Extrait à lire:
Sujet : montrez que les procès contre les criminels nazis après Nuremberg (1946) poursuivent un
objectif judiciaire, historique et mémoriel. Votre travail devra comporter une introduction, un développement et une conclusion.
Au brouillon, vous compléterez le tableau qui vous servira de coup de pouce.
Biographie :
Haut fonctionnaire, secrétaire général de la préfecture de la Gironde entre 1942 et 1944, il se rapproche de la Résistance à la fin de la guerre. Préfet en Algérie, puis à Paris, (1958-1967), il porte la responsabilité policière de la répression des manifestations du 17 octobre 1961 et du 8 février 1962. Le Canard Enchainé révèle en 1981 sa responsabilité dans la déportation des Juifs bordelais. Accusé de crimes contre l’humanité, il est condamné en 1998 à dix ans de prison et libéré en 2002 pour raisons de santé.

[Annotations de contours d'images]
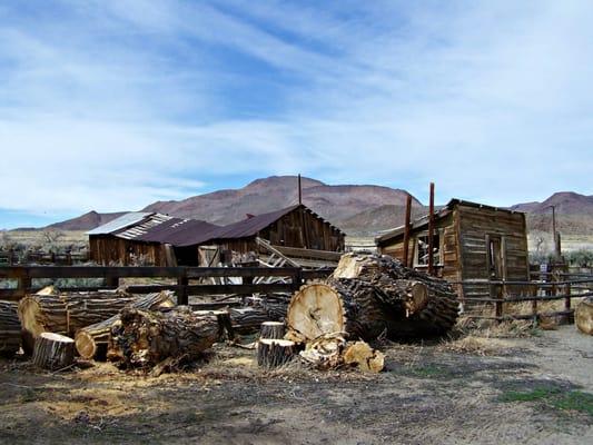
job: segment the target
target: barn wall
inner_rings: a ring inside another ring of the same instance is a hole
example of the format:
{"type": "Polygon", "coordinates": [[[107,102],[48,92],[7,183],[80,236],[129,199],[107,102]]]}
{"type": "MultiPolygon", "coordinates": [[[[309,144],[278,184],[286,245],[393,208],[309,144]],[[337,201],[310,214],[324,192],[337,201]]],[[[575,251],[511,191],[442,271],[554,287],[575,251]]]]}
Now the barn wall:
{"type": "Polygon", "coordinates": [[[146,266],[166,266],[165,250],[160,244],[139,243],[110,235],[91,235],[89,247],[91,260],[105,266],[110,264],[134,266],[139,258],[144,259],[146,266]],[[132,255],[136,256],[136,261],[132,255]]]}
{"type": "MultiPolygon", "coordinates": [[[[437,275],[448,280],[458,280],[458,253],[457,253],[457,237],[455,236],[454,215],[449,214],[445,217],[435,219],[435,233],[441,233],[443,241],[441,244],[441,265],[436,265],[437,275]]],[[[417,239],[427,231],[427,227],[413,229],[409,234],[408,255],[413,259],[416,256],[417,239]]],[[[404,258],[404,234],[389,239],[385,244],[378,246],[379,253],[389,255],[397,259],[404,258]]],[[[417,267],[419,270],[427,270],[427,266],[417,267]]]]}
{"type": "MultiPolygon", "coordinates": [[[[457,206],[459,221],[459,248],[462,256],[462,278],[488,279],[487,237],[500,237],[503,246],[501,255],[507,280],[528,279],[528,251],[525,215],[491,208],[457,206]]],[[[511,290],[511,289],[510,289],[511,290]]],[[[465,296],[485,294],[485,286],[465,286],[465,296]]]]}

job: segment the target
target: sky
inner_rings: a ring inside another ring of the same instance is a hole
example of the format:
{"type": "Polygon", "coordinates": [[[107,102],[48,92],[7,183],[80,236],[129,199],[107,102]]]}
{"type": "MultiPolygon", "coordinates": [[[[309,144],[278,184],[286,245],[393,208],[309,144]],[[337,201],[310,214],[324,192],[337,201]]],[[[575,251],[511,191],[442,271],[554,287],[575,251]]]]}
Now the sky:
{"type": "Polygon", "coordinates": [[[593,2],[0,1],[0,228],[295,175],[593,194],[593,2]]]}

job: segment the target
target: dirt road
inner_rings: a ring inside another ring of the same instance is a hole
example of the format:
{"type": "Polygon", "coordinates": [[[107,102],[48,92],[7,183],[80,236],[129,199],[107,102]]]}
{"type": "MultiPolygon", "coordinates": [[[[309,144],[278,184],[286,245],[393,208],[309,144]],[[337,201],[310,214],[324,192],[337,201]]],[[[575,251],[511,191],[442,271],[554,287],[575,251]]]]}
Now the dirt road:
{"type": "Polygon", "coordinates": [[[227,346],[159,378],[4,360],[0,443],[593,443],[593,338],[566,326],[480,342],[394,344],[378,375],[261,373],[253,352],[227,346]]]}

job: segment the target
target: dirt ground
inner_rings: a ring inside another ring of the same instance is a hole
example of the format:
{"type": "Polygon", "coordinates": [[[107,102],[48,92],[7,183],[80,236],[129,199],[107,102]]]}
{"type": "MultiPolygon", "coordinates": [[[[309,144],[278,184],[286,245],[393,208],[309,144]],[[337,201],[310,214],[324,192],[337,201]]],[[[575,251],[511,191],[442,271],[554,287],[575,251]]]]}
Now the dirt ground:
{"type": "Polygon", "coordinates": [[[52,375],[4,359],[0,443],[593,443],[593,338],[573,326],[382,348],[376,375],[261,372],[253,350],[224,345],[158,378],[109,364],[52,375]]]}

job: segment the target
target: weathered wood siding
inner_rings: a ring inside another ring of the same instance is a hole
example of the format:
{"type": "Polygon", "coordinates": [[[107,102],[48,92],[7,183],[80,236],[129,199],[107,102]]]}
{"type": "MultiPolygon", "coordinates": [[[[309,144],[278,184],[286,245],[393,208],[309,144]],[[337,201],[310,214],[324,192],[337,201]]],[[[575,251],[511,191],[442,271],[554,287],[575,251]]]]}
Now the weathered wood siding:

Consignes:
#1 Relevez dans l'extrait sur les procès des criminels nazis tous les postes de secrétaire général ou de préfet que la biographie attribue au personnage, avec le lieu de chacun.
#2 Écrivez la suite de l'extrait sur les procès des criminels nazis à partir de sa dernière phrase, s'il vous plaît.

Les réponses:
#1 Secrétaire général de la préfecture de la Gironde ; préfet en Algérie ; préfet à Paris.

#2
Jusqu’en 1969, [la mémoire de la Seconde Guerre mondiale] se focalisait sur la vision d’une France glorieuse, exaltant les résistants, niant l’incidence de Vichy et la spécificité de la Shoah. Désormais, elle agrège de plus sombres réalités, rappelant la réalité et la popularité de l’Etat français, découvrant le sort que le nazisme et son allié vichyste réservèrent aux juifs vivant dans l’Hexagone entre 1940 et 1944 (…).
La figure du héros s’efface devant celle de la victime : Buchenwald (1) symbolisait la réalité concentrationnaire ; Auschwitz l’incarne dorénavant. La Résistance passionnait l’opinion ; c’est aujourd'hui Vichy qui l’intrigue. Les Français communiaient volontiers dans la légende ; maintenant, ils réclament la vérité et se muent en procureurs. Les pouvoirs publics avaient, jusqu’alors, adopté une vision plutôt syncrétique du passé, défendant (…) une conception extensive de la Résistance, confondant dans la barbarie nazie les destins tragiques du déporté, du prisonnier, voire du requis. Les temps nouveaux invitent à la distinction.
O. Wieviorka, La mémoire désunie. Le souvenir politique des années sombres
de la Libération à nos jours, éditions Seuil, 2010
(1). Camp de concentration vers lequel ont été déporté de nombreux résistants français.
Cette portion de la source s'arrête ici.